-- begin Provided information --

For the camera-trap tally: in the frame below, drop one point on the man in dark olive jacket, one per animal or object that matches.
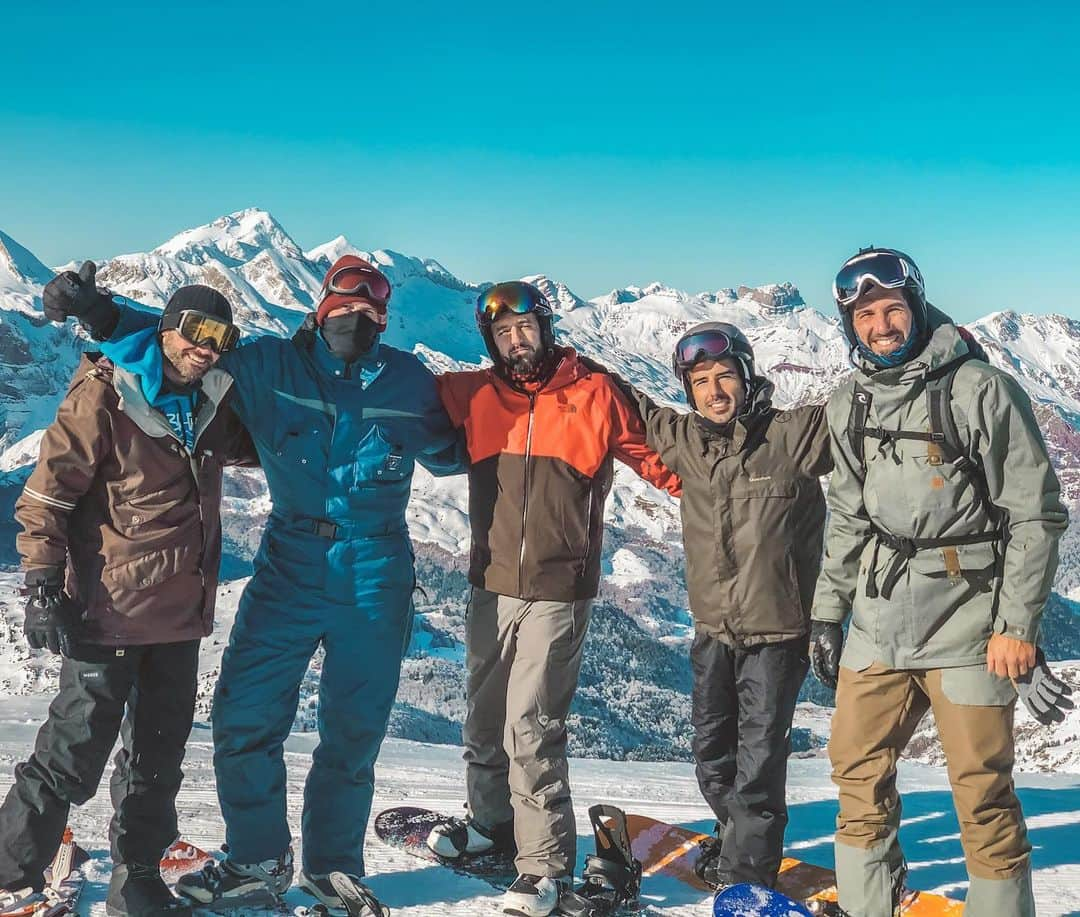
(753, 518)
(121, 542)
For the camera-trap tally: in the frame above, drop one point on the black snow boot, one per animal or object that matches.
(137, 890)
(707, 868)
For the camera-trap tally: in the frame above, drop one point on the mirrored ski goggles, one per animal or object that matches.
(513, 296)
(702, 346)
(883, 268)
(202, 329)
(359, 280)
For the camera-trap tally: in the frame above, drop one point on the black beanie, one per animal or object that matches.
(199, 298)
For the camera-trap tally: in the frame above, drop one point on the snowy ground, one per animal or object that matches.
(414, 773)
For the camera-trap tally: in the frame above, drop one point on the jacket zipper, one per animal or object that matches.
(525, 501)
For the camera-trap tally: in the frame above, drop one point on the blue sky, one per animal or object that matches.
(604, 144)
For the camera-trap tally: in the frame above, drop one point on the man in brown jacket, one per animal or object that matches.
(121, 541)
(542, 432)
(753, 521)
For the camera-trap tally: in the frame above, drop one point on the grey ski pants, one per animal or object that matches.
(523, 660)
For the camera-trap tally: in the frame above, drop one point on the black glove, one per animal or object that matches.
(77, 294)
(51, 615)
(826, 641)
(1043, 692)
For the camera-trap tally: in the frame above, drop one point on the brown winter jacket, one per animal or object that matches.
(539, 471)
(753, 513)
(135, 518)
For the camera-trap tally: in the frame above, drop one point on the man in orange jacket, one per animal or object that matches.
(541, 431)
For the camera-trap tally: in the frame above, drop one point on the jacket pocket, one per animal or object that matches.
(380, 461)
(157, 507)
(150, 569)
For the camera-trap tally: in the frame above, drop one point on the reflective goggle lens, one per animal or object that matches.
(702, 346)
(359, 280)
(204, 331)
(882, 268)
(514, 296)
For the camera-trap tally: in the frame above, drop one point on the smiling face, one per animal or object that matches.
(518, 341)
(718, 390)
(882, 320)
(185, 362)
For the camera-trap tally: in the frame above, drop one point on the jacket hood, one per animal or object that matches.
(140, 355)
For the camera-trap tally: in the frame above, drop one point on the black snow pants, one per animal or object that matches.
(157, 685)
(743, 703)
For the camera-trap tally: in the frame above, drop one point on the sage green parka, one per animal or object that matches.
(943, 608)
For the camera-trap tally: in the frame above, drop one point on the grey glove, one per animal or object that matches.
(51, 616)
(826, 641)
(1043, 692)
(77, 294)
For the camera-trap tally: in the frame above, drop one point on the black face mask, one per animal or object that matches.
(350, 336)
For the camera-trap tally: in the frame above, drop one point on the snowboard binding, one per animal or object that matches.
(612, 877)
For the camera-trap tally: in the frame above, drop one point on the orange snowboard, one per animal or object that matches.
(671, 850)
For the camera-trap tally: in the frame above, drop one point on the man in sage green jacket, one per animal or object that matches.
(942, 544)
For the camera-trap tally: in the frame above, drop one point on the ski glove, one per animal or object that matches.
(77, 294)
(1043, 693)
(826, 641)
(51, 615)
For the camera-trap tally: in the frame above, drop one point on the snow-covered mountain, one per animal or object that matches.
(642, 624)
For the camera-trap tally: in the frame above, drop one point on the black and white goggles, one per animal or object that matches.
(202, 329)
(885, 268)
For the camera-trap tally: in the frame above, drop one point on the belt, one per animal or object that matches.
(907, 548)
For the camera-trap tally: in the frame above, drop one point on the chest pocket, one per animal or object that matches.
(301, 446)
(157, 510)
(380, 461)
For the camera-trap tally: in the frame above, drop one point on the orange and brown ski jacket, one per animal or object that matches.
(539, 471)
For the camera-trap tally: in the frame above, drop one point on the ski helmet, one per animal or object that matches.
(887, 268)
(713, 340)
(513, 296)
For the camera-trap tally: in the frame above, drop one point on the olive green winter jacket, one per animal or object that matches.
(947, 601)
(753, 512)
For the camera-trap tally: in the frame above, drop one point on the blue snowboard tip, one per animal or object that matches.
(746, 900)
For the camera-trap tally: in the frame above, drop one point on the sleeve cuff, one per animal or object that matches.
(1027, 631)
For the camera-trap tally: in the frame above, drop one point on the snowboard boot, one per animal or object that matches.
(21, 901)
(709, 865)
(343, 892)
(137, 890)
(535, 895)
(467, 837)
(228, 885)
(612, 876)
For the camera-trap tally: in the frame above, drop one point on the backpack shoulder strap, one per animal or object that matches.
(946, 434)
(861, 401)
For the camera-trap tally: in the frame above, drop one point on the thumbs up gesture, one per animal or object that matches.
(71, 294)
(77, 294)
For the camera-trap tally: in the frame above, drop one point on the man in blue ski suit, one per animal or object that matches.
(338, 420)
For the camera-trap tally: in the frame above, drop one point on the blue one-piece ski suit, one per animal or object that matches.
(338, 445)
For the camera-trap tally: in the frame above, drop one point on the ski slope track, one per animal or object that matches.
(629, 726)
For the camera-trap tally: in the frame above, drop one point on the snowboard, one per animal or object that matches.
(672, 850)
(64, 881)
(407, 827)
(745, 900)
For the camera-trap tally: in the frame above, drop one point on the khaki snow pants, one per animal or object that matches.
(877, 711)
(523, 660)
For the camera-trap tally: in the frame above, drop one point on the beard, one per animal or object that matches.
(189, 368)
(525, 361)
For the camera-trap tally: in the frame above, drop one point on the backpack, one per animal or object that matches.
(944, 445)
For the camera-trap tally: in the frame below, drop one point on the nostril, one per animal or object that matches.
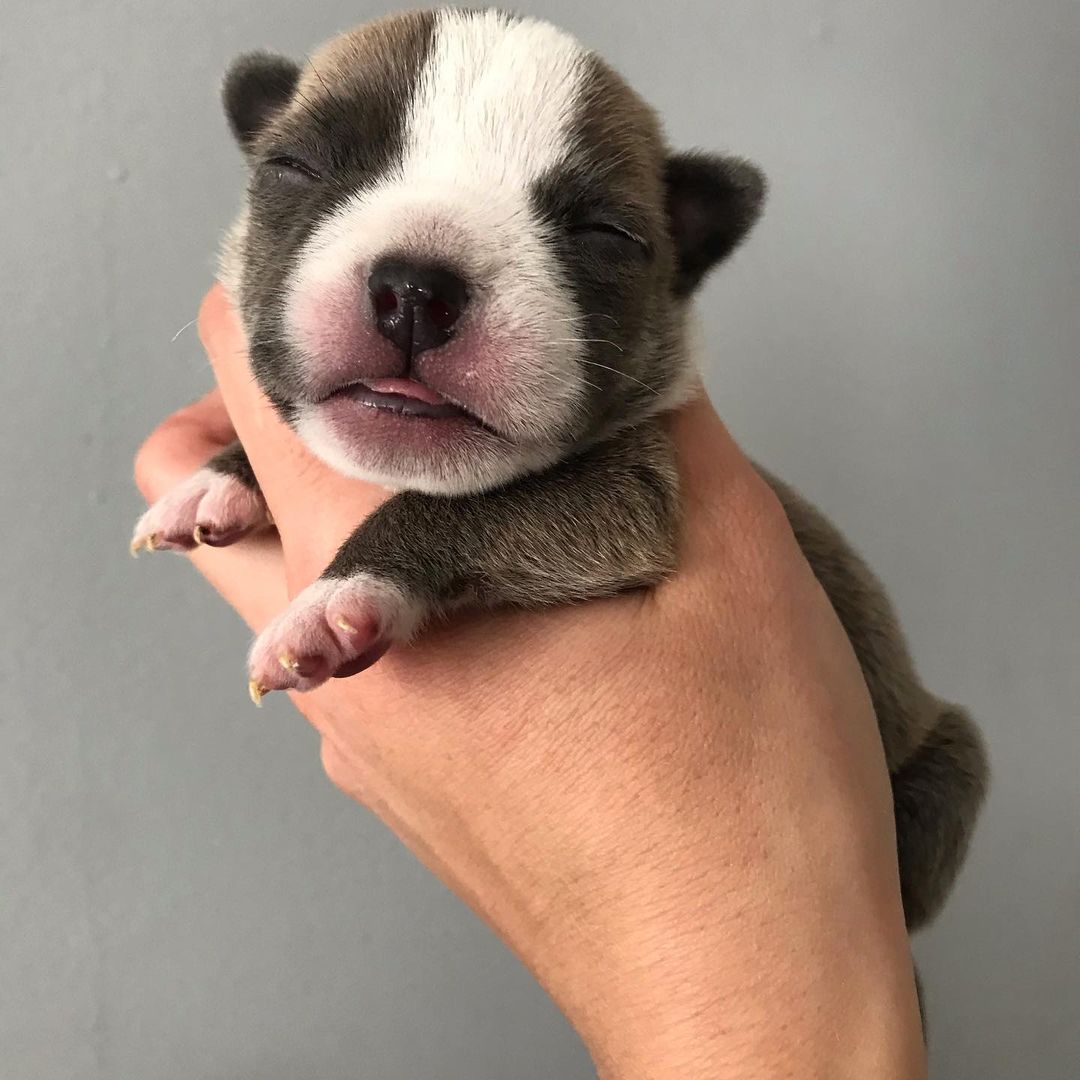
(416, 306)
(386, 301)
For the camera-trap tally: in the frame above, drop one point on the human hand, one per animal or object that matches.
(672, 805)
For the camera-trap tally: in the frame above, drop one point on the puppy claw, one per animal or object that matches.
(334, 628)
(208, 508)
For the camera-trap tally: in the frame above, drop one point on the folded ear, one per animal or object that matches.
(256, 86)
(712, 203)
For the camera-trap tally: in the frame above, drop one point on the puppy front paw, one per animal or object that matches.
(207, 508)
(335, 628)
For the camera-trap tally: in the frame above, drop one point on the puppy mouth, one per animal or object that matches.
(403, 396)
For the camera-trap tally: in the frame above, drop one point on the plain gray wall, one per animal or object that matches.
(184, 895)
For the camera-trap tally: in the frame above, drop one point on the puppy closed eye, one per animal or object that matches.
(610, 234)
(286, 169)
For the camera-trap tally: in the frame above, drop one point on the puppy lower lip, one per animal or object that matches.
(402, 395)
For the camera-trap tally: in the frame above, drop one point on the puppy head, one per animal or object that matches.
(466, 250)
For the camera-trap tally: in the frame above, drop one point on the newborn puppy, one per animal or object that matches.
(466, 268)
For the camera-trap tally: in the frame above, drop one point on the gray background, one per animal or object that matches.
(181, 893)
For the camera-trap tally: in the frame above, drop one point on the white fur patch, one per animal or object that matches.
(490, 115)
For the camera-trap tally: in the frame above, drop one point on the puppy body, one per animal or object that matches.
(464, 268)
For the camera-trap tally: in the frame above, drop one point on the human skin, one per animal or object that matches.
(672, 805)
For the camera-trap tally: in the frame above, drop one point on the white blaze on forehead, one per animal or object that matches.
(495, 102)
(491, 113)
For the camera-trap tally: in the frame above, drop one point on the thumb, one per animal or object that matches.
(314, 508)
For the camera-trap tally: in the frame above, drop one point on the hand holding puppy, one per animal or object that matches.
(673, 805)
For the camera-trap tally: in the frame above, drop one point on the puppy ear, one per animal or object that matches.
(712, 203)
(256, 86)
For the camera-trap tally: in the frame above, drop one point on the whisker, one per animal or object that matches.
(183, 328)
(616, 370)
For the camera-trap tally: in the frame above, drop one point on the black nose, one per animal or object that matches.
(416, 307)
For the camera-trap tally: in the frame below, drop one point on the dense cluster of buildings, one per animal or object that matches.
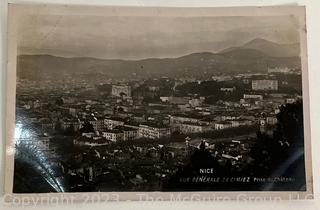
(125, 115)
(97, 118)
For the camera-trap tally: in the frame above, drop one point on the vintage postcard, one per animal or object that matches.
(134, 103)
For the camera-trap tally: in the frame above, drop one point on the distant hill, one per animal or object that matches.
(270, 48)
(255, 56)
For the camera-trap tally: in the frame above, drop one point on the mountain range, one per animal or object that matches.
(254, 56)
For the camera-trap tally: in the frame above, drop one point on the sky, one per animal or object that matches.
(132, 37)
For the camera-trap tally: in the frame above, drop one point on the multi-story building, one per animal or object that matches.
(121, 90)
(265, 84)
(153, 131)
(192, 127)
(222, 125)
(113, 135)
(129, 133)
(111, 123)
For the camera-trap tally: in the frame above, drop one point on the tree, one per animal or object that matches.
(87, 127)
(270, 151)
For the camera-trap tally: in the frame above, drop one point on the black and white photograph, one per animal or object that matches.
(125, 99)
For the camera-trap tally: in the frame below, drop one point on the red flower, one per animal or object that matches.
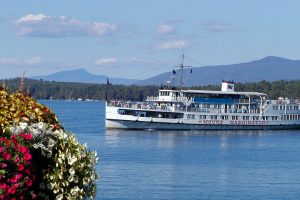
(6, 156)
(20, 167)
(28, 136)
(11, 190)
(17, 159)
(22, 149)
(27, 157)
(28, 182)
(3, 186)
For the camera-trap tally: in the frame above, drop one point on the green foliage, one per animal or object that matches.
(31, 138)
(17, 107)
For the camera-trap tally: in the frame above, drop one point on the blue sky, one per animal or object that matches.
(139, 39)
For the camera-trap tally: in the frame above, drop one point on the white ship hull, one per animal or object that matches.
(205, 110)
(127, 124)
(117, 121)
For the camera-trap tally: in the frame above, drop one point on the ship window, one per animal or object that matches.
(265, 118)
(202, 116)
(234, 117)
(255, 117)
(245, 117)
(121, 112)
(214, 117)
(274, 117)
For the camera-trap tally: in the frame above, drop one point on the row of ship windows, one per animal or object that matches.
(286, 107)
(226, 117)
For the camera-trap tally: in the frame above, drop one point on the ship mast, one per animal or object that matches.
(181, 66)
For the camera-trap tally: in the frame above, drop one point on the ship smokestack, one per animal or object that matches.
(227, 86)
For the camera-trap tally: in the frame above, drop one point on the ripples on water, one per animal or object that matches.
(186, 164)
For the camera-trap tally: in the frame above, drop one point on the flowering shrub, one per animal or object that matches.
(16, 174)
(68, 168)
(17, 107)
(39, 159)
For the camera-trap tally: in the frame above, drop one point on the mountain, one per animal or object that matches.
(270, 68)
(82, 76)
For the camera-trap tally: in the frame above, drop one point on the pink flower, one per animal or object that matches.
(3, 186)
(17, 159)
(28, 182)
(6, 156)
(27, 156)
(20, 167)
(26, 136)
(11, 190)
(22, 149)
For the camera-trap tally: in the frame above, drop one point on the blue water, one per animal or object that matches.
(186, 164)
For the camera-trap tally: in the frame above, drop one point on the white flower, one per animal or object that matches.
(41, 125)
(71, 160)
(72, 171)
(23, 125)
(60, 197)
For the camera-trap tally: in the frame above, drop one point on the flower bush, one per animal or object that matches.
(16, 174)
(39, 158)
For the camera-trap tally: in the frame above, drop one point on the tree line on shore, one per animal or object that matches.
(40, 89)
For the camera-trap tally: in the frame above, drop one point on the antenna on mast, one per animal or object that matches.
(181, 73)
(181, 66)
(21, 86)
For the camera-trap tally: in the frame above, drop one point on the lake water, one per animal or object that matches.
(185, 164)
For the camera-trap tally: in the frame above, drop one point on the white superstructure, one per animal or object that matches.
(205, 109)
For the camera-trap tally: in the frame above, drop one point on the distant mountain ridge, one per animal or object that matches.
(82, 76)
(270, 68)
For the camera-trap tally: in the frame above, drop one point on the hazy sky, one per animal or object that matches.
(139, 39)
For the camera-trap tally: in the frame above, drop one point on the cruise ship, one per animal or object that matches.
(184, 109)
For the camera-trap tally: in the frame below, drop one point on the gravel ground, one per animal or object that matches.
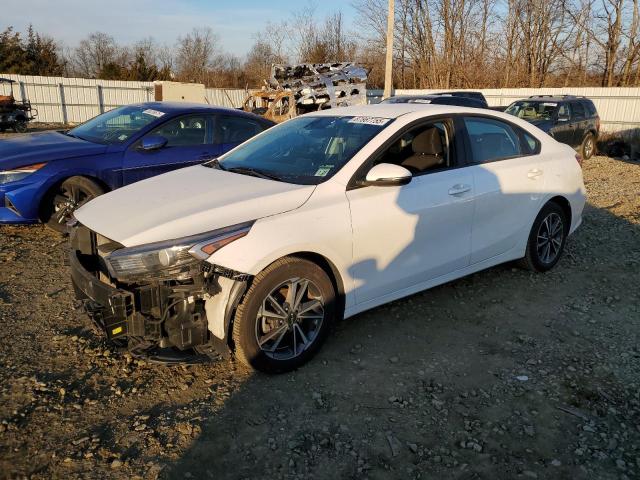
(503, 374)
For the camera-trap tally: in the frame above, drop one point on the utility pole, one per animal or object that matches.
(388, 69)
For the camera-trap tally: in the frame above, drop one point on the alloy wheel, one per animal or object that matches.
(549, 239)
(68, 199)
(289, 319)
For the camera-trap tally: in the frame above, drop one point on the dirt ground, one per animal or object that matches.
(504, 374)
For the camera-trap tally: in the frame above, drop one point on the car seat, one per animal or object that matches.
(427, 151)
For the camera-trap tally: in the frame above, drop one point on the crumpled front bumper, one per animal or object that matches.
(112, 309)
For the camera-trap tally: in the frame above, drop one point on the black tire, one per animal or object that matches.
(535, 258)
(59, 204)
(588, 146)
(248, 325)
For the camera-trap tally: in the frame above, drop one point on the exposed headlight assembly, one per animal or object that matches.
(16, 174)
(172, 259)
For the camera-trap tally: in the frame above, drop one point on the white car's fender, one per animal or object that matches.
(321, 226)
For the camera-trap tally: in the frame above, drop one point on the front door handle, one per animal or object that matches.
(534, 173)
(459, 189)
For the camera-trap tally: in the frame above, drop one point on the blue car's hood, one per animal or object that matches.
(25, 150)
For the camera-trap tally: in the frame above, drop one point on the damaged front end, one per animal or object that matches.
(161, 300)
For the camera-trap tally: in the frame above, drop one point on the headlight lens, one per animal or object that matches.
(16, 174)
(172, 259)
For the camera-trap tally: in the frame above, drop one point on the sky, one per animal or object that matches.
(235, 22)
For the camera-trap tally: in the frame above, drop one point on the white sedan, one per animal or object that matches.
(317, 219)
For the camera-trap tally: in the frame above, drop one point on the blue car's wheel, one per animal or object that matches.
(71, 194)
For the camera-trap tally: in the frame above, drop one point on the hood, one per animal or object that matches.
(24, 150)
(187, 202)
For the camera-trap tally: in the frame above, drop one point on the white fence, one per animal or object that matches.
(618, 107)
(74, 100)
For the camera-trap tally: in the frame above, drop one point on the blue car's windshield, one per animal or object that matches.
(305, 150)
(116, 126)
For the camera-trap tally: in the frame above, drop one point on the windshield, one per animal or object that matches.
(305, 150)
(533, 110)
(116, 126)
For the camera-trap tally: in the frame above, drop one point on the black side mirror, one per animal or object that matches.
(153, 142)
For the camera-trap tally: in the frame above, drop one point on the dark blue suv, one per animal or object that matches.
(46, 176)
(567, 118)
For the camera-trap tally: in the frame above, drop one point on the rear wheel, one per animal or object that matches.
(546, 239)
(285, 316)
(588, 146)
(64, 200)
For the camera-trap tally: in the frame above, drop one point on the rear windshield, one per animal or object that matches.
(528, 110)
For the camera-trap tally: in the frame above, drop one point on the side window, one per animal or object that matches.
(563, 110)
(590, 108)
(237, 129)
(577, 110)
(491, 139)
(184, 131)
(529, 144)
(421, 149)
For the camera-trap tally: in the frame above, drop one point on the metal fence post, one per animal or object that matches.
(23, 91)
(63, 105)
(100, 98)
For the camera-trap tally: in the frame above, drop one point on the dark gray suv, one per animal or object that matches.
(567, 118)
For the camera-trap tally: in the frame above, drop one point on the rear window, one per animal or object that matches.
(532, 110)
(577, 109)
(492, 139)
(590, 108)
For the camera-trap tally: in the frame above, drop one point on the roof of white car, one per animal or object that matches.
(393, 110)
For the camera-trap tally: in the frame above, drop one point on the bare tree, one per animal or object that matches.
(195, 55)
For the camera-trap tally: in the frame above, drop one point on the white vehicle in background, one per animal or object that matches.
(320, 218)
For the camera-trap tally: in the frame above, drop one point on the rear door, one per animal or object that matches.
(563, 131)
(508, 175)
(580, 122)
(233, 130)
(189, 141)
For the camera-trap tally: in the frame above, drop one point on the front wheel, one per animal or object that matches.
(71, 194)
(546, 239)
(20, 126)
(285, 316)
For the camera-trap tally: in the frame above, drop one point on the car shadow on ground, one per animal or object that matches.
(495, 375)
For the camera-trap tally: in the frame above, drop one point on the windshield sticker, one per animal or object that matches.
(154, 113)
(323, 170)
(370, 120)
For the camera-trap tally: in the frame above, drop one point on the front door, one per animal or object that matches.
(407, 235)
(508, 175)
(189, 141)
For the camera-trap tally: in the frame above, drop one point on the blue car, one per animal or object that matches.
(46, 176)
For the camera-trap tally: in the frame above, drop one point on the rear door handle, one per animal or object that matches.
(459, 189)
(534, 173)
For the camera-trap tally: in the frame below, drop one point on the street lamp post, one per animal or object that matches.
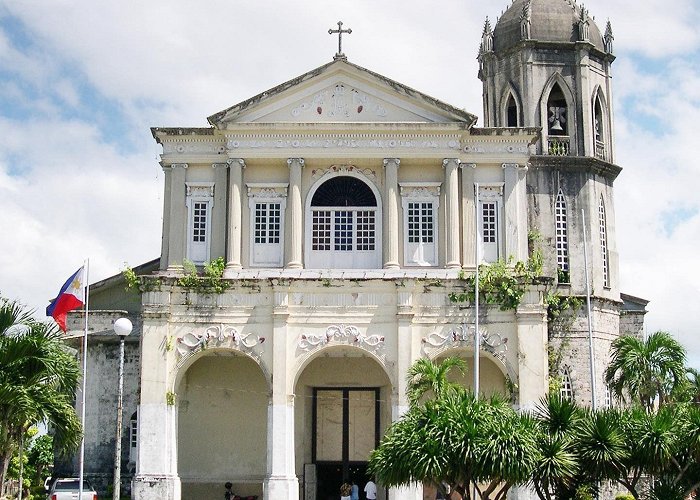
(122, 327)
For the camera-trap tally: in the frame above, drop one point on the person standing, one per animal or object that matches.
(345, 490)
(354, 491)
(370, 490)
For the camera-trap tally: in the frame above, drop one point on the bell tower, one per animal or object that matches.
(547, 65)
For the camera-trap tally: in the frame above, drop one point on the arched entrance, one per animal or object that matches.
(342, 409)
(222, 425)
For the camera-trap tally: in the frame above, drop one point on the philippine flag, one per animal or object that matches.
(71, 296)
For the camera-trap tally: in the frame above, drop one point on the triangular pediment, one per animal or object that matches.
(341, 92)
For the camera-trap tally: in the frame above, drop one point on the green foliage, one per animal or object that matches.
(38, 381)
(210, 281)
(138, 283)
(648, 371)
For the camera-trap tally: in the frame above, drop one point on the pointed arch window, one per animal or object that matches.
(567, 389)
(512, 112)
(562, 238)
(558, 123)
(599, 128)
(602, 223)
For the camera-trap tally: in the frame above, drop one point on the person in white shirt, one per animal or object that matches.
(371, 490)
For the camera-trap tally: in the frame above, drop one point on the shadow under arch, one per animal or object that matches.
(340, 350)
(505, 369)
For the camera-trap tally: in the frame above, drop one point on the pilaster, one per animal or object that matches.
(218, 218)
(515, 211)
(451, 166)
(296, 226)
(235, 213)
(391, 213)
(468, 216)
(177, 227)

-- end Provided information --

Problem statement =>
Copy only the lines running from the one that holds "rear door handle, one" through the last line of the data, and include both of those lines. Do not copy any pictures.

Problem solution =>
For the camera-trap tally: in the frame above, drop one point on the rear door handle, one per animal or object that matches.
(459, 189)
(534, 173)
For the camera-trap tally: in the frame below, drop one point on the street lamp post, one per animal or object that matches.
(122, 327)
For the camera-trap tally: in the frame above, drop one point on the person standing, one per animal or object that matches.
(345, 490)
(354, 491)
(370, 490)
For the camera-trap tally: in the frame above, drop one point on the bell tower, one per animal or object that matches.
(547, 65)
For the camera-trap tally: in the frame above, drop one point on the arched entrance, one per animal or object that matches.
(342, 409)
(222, 425)
For the camera-trap tally: in the frame above, drop one point on the philippine flag, one per animal or object that matches.
(71, 296)
For the camera-trap tally: in the frame above, drop one point on the triangular pediment, one per animal or object that matches.
(341, 92)
For the camera-trap tally: in the frame above, drop one point on the green foliage, one per animal or object that matches.
(38, 381)
(210, 281)
(138, 283)
(648, 371)
For the camera-trap tally: in the frame above, drop one point on the pointed arch window, one per animal or object that matches.
(567, 389)
(512, 112)
(562, 238)
(558, 123)
(599, 128)
(602, 223)
For the camera-trap tally: in the frame above, drop one point on the person in white shirt, one per animal or object that matches.
(371, 490)
For the camera-trap tally: in the frame above, drop one point on the shadow under arch, one per animal or object that matches.
(340, 350)
(505, 369)
For the camera-trap tally: in the frame above, drop one point on the pilaster, one per animal or object that matches.
(218, 218)
(515, 211)
(451, 166)
(296, 226)
(235, 213)
(391, 213)
(468, 216)
(177, 227)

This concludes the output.